→ Text block:
Search for alien life challenges current concepts, says U. of Colorado prof.

February 20th, 2006

For scientists eying distant planets and solar systems for signs of alien activity, University of Colorado at Boulder Professor Carol Cleland suggests the first order of business is to keep an open mind.

It may be a mistake to try to define life, given such definitions are based on a single example -- life on Earth, said Cleland, a philosophy professor and fellow at the NASA-funded CU-Boulder Center for Astrobiology. The best strategy is probably to develop a "general theory of living systems," she said.

Many biologists agree the best definition of living systems today is the "chemical Darwinian definition" involving self-sustaining chemical systems that undergo evolution at the molecular level, she said. But the theory is limited in that life on Earth probably resulted from physical and chemical "contingencies" present at the time of its origin on the planet.

"What we really need to do is to search for physical systems that challenge our current concept of life, systems that both resemble familiar life and differ from it in provocative ways," she said. Cleland participated in an astrobiology symposium at the annual American Association for the Advancement of Science meeting held in St. Louis Feb. 16 to Feb. 20.

In 1976, for example, NASA's Viking 1 spacecraft conducted automated biology experiments on Mars by mixing soil samples with radioactively labeled nutrients to determine if metabolic "burps" from possible extraterrestrial microbes could be detected, she said. Although positive readings convinced at least some team scientists that life was present, a subsequent investigation by a second Viking instrument failed to find evidence of organic molecules on the planet's surface.

"Initially, the scientists were ready to break out the champagne," said Cleland. "But because subsequent investigations yielded baffling results that didn't fit the original metabolic definition of life they were working with, NASA eventually concluded the original signal was not evidence of life. This is an experiment that is still debated today, and it's a classic example of an anomaly."

Although there are more than 100 combinations of nucleic acids in nature, terrestrial life constructs all of its proteins from only about 20 of them, suggesting a single origin for life on Earth, said Cleland. "It's very difficult to generalize about life based on just one example," she said.

→ Data excerpts:
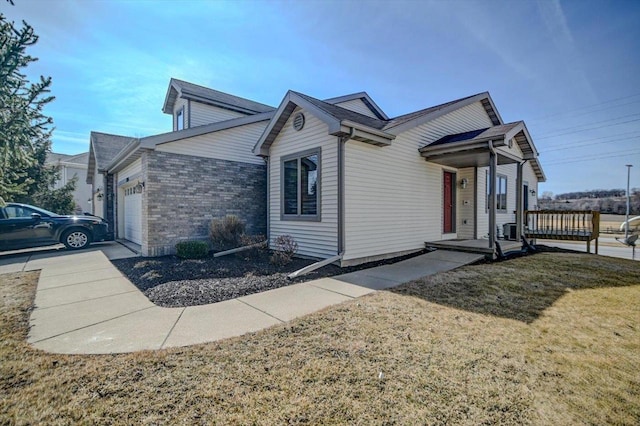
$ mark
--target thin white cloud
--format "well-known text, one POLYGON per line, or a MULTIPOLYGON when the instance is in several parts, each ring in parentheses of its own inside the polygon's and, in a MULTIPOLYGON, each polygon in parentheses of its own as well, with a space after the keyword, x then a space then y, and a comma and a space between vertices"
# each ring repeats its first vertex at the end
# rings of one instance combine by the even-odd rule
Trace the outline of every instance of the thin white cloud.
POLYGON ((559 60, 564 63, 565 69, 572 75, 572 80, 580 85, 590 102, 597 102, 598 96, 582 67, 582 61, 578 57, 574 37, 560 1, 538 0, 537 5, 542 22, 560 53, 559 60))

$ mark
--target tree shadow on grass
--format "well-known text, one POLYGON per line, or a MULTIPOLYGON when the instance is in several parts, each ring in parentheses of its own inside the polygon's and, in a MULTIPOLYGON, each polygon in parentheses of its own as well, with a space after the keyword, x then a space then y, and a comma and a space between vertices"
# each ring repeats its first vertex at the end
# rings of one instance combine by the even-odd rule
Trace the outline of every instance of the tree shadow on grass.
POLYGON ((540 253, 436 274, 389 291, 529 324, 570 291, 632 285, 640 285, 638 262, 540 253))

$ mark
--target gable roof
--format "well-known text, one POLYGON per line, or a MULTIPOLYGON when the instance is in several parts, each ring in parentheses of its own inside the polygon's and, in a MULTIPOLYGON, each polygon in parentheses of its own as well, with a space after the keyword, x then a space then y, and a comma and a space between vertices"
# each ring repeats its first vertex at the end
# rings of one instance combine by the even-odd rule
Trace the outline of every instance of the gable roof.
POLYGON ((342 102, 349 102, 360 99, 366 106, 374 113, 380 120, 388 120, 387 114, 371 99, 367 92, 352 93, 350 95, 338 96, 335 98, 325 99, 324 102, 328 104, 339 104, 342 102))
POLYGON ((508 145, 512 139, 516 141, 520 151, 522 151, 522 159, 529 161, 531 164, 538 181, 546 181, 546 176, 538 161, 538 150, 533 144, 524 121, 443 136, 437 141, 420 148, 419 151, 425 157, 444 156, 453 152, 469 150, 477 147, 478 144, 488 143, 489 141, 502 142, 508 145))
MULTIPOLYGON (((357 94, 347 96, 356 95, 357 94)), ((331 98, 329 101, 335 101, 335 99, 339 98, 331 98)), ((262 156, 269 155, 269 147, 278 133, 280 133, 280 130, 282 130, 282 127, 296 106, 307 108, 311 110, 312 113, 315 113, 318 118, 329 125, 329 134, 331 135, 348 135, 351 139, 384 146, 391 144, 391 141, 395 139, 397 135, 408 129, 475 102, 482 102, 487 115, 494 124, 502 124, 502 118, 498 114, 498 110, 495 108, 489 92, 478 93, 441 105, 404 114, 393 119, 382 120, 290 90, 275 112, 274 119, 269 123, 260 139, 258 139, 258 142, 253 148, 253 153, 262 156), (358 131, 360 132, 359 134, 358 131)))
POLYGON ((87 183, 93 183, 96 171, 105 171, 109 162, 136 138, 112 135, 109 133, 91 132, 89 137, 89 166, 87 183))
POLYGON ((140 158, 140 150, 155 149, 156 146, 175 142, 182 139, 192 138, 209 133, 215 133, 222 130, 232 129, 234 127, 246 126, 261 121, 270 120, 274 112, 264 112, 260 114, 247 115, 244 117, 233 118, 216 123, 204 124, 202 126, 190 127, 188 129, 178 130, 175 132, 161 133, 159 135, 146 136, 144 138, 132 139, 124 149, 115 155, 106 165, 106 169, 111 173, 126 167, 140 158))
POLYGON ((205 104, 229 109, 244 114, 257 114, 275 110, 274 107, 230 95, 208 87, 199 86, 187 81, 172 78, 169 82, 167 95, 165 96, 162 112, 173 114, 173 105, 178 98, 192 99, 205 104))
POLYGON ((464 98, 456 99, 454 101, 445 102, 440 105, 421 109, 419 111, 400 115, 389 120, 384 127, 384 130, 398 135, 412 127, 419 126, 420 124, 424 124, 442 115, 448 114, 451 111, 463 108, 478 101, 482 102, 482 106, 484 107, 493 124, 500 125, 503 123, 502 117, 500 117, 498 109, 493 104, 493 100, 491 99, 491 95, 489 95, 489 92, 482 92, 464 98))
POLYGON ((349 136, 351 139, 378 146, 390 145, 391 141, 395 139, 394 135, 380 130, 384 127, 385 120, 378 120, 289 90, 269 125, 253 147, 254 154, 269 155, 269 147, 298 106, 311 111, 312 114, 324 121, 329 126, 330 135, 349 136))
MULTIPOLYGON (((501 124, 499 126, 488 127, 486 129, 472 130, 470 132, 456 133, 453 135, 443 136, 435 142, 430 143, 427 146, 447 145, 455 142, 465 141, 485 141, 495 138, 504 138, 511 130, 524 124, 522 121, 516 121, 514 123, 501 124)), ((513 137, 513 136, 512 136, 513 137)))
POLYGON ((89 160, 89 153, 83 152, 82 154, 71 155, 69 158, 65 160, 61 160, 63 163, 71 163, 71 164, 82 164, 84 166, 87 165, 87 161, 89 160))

→ Problem A: Duplicate the part of the alien-life article between "In 1976, for" and "the planet's surface.", inclusive.
→ Problem B: Using the alien-life article, say whether each statement agrees with it, answering yes or no and quoting the words that decide it. (i) Cleland teaches philosophy. (ii) The American Association for the Advancement of Science meeting took place in Boston. (iii) NASA concluded that the original Viking signal was evidence of life.
→ Problem C: Recast the alien-life article's paragraph beginning "In 1976, for example" as a short bulleted list that keeps its main facts.

→ Output A:
In 1976, for example, NASA's Viking 1 spacecraft conducted automated biology experiments on Mars by mixing soil samples with radioactively labeled nutrients to determine if metabolic "burps" from possible extraterrestrial microbes could be detected, she said. Although positive readings convinced at least some team scientists that life was present, a subsequent investigation by a second Viking instrument failed to find evidence of organic molecules on the planet's surface.

→ Output B:
(i) Yes: "a philosophy professor and fellow at the NASA-funded CU-Boulder Center for Astrobiology"
(ii) No: "held in St. Louis Feb. 16 to Feb. 20"
(iii) No: "NASA eventually concluded the original signal was not evidence of life"

→ Output C:
- In 1976, NASA's Viking 1 spacecraft ran automated biology experiments on Mars.
- It mixed soil samples with radioactively labeled nutrients to see whether metabolic "burps" from possible extraterrestrial microbes could be detected.
- Positive readings convinced at least some team scientists that life was present.
- A later investigation by a second Viking instrument found no evidence of organic molecules on the planet's surface.